WHAT IS NEEDED = All lines from the one that contains "Query: gray sectional sofa" through the close of the entries below are to be repeated exactly, without any pictures.

TASK INPUTS section start

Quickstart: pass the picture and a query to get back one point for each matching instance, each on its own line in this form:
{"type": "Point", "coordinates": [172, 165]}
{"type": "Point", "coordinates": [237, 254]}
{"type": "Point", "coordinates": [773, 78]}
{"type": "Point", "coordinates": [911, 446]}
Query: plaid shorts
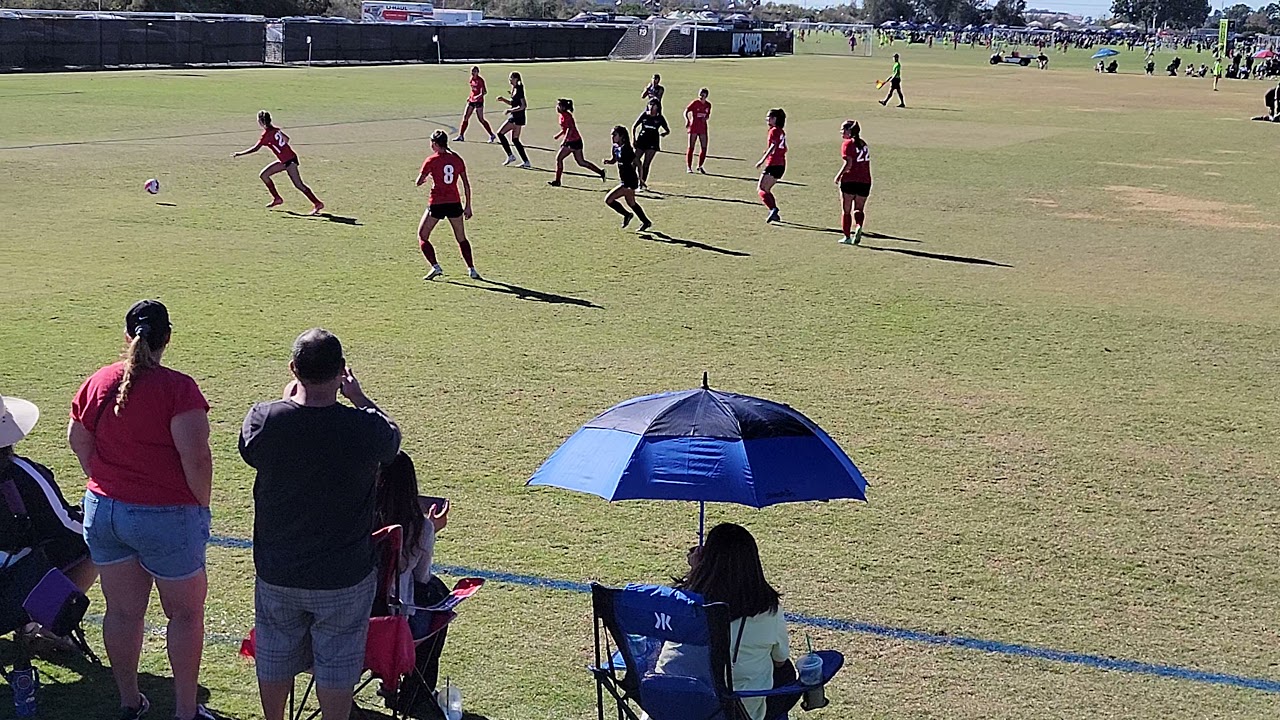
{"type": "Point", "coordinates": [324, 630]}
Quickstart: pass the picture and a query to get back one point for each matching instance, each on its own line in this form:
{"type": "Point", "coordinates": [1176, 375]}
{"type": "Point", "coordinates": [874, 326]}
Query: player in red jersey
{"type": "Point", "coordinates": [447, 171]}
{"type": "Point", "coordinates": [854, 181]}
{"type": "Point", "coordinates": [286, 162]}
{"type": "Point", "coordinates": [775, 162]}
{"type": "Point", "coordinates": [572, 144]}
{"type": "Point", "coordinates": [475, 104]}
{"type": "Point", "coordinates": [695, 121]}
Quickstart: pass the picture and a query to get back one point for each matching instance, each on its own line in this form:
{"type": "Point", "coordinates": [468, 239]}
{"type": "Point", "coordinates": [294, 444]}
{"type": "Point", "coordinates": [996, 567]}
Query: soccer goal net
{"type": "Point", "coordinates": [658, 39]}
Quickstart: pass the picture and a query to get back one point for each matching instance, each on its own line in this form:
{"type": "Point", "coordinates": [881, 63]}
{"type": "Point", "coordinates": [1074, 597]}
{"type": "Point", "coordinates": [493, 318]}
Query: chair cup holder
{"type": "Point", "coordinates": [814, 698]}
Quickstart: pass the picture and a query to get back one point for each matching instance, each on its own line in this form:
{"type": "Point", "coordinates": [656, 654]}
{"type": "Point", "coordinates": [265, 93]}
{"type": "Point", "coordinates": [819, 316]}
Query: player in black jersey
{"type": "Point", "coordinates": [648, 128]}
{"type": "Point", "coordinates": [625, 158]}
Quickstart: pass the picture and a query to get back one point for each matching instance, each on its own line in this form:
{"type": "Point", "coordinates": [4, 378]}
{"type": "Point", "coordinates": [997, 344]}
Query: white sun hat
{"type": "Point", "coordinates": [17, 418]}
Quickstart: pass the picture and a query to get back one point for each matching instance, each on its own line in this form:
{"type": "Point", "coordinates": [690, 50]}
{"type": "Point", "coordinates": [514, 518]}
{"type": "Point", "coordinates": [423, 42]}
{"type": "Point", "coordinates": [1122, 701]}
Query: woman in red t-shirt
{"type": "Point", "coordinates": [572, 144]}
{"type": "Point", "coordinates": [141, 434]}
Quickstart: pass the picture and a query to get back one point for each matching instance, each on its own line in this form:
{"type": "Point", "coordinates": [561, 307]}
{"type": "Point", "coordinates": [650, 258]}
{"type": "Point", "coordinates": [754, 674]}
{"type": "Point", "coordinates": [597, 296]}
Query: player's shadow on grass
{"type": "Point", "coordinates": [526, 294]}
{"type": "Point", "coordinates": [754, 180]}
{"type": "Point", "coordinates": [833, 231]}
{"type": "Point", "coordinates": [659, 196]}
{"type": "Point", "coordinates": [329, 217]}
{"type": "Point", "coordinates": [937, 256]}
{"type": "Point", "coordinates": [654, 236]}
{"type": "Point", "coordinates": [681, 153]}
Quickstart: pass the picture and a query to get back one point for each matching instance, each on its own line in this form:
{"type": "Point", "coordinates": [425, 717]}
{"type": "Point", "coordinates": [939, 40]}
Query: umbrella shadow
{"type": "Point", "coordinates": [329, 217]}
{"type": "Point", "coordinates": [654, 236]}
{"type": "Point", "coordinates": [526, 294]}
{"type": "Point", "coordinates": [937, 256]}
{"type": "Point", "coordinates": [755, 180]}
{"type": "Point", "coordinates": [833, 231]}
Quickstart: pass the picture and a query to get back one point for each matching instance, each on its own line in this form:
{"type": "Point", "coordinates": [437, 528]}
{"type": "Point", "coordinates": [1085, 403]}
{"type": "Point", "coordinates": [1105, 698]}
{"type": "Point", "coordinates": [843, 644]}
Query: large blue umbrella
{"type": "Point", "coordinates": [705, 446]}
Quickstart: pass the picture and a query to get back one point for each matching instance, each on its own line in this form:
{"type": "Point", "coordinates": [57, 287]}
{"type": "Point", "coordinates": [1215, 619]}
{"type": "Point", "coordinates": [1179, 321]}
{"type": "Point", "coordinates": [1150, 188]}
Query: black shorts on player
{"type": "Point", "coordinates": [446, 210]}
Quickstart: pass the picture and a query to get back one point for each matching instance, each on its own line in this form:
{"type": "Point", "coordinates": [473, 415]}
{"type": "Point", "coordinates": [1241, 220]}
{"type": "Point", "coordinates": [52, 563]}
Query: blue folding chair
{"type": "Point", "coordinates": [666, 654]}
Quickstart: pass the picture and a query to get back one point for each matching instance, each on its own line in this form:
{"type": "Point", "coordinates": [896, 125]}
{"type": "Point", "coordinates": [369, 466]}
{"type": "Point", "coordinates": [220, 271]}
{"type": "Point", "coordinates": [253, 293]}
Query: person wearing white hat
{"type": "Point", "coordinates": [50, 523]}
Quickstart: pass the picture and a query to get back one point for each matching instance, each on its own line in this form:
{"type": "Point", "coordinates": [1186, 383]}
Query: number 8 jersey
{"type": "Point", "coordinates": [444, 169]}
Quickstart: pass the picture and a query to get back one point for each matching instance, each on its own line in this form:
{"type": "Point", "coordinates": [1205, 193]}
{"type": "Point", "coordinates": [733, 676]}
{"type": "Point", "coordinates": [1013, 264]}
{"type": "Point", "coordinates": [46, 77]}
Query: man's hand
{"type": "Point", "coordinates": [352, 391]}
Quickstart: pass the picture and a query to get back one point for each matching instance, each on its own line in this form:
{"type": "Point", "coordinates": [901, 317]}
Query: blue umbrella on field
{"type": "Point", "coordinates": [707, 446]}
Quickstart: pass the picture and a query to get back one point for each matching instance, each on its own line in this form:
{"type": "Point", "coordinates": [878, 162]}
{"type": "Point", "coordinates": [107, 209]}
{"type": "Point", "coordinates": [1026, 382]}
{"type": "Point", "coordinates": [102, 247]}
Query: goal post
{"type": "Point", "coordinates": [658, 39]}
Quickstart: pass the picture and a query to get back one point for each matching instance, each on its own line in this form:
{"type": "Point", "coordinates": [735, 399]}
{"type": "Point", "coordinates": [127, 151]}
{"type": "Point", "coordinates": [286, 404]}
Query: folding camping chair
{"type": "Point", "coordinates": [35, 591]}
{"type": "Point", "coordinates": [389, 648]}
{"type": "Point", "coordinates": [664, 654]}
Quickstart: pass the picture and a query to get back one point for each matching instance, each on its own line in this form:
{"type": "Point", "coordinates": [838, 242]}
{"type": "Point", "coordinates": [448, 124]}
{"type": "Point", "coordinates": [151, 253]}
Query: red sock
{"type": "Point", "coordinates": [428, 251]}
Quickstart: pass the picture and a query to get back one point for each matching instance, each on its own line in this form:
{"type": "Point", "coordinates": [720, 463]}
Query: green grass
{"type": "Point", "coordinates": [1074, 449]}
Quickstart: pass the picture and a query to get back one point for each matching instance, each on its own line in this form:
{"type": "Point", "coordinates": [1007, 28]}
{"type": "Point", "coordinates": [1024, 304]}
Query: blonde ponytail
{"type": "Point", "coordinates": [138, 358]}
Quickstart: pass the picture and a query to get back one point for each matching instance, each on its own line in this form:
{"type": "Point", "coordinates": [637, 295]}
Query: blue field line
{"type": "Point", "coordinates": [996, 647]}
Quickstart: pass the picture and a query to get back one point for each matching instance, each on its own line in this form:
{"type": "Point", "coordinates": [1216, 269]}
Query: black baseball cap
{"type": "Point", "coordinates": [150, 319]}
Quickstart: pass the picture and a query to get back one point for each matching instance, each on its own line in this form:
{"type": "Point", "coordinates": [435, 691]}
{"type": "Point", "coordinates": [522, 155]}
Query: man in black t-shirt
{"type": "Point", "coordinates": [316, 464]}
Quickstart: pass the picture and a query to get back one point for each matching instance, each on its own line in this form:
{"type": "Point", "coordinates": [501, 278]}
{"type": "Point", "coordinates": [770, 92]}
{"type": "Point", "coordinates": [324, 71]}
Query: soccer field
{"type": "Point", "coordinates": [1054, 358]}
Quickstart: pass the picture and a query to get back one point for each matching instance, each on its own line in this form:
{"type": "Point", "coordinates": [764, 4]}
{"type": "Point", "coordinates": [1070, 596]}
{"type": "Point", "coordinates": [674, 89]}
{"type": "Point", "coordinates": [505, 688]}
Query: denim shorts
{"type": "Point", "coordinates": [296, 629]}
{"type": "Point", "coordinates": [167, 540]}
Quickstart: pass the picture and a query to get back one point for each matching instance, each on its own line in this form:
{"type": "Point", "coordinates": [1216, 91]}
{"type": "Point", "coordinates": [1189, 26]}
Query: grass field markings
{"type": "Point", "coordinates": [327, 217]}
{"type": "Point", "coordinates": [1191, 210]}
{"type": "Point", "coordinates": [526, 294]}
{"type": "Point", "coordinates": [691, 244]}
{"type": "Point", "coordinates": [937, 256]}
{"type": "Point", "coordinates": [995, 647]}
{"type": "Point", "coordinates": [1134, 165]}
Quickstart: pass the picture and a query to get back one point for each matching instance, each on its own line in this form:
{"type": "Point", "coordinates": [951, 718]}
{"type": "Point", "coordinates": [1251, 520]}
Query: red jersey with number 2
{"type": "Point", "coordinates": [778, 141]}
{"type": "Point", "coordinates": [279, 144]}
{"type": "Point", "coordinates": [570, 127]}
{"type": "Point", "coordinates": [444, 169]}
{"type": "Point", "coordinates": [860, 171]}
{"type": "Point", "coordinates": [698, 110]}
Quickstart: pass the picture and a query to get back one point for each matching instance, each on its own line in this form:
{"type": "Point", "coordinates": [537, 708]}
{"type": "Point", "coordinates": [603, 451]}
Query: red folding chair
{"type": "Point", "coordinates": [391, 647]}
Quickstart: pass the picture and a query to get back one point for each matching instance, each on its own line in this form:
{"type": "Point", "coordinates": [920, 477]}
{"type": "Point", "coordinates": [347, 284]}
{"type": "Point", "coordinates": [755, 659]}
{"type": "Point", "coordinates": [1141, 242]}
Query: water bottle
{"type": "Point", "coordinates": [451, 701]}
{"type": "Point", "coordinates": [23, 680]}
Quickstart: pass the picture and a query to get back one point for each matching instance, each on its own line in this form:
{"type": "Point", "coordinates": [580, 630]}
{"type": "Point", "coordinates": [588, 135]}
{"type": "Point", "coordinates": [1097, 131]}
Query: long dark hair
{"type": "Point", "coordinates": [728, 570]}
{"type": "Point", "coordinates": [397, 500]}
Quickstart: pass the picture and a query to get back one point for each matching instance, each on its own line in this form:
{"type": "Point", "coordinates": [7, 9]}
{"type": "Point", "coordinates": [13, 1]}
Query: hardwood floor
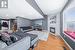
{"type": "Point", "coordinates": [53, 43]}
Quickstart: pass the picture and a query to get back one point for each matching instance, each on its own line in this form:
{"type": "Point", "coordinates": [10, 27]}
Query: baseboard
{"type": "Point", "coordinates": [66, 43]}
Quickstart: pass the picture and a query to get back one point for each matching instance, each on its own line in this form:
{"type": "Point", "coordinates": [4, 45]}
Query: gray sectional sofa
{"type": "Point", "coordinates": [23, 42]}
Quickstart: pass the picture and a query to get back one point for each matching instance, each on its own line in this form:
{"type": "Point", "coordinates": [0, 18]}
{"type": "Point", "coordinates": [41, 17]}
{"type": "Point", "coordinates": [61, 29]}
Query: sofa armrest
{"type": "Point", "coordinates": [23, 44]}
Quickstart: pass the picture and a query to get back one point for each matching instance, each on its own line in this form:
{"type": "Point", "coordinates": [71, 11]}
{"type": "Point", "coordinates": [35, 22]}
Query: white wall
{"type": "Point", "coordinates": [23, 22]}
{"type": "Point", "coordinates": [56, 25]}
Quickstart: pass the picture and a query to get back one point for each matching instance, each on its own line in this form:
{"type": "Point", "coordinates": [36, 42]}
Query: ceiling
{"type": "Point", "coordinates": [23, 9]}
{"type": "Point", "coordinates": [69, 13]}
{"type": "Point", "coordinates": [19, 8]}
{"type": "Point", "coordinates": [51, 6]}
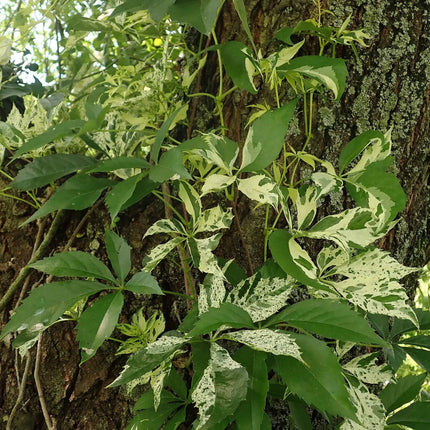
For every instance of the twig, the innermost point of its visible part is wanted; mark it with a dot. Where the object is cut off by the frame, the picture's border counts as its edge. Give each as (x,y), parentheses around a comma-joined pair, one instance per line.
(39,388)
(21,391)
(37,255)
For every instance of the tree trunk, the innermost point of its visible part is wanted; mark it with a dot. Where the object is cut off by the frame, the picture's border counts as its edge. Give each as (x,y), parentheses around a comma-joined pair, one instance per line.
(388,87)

TASK INPUTS section end

RESPONSE TO THIS EXERCISE =
Query: gray sectional sofa
{"type": "Point", "coordinates": [23, 42]}
Quickstart: pass the picture and a query to get back one point for each matching instance, each on its own line in this form:
{"type": "Point", "coordinates": [0, 18]}
{"type": "Point", "coordinates": [41, 17]}
{"type": "Point", "coordinates": [61, 29]}
Query: sofa armrest
{"type": "Point", "coordinates": [23, 44]}
Quickstart: pass the picture and a query to get back one point for each matching instance, each on its own line in this form:
{"type": "Point", "coordinates": [71, 11]}
{"type": "Point", "coordinates": [35, 22]}
Query: white wall
{"type": "Point", "coordinates": [23, 22]}
{"type": "Point", "coordinates": [56, 25]}
Quickstart: pass the picture and a query to get back one point for each matching instance, each on its own line in this form:
{"type": "Point", "coordinates": [36, 42]}
Query: ceiling
{"type": "Point", "coordinates": [23, 9]}
{"type": "Point", "coordinates": [69, 13]}
{"type": "Point", "coordinates": [19, 8]}
{"type": "Point", "coordinates": [51, 6]}
For every instance of the twig, the innermost point of its visible part is wanted; mark it with a dot. Where the object is cut off by the frame, the picture's border counts as its edge. Give each as (x,y), parentheses around a comma-joined pair, one instance per line.
(39,388)
(21,391)
(37,255)
For every instance of the tree trunk, the innermost point of its visible part is wanted; mark it with a dot. Where the object is cut off by the frame, the picture's border counts as its edge. Give each as (x,y), parentheses around a comma-joined pair, one instance per line.
(388,87)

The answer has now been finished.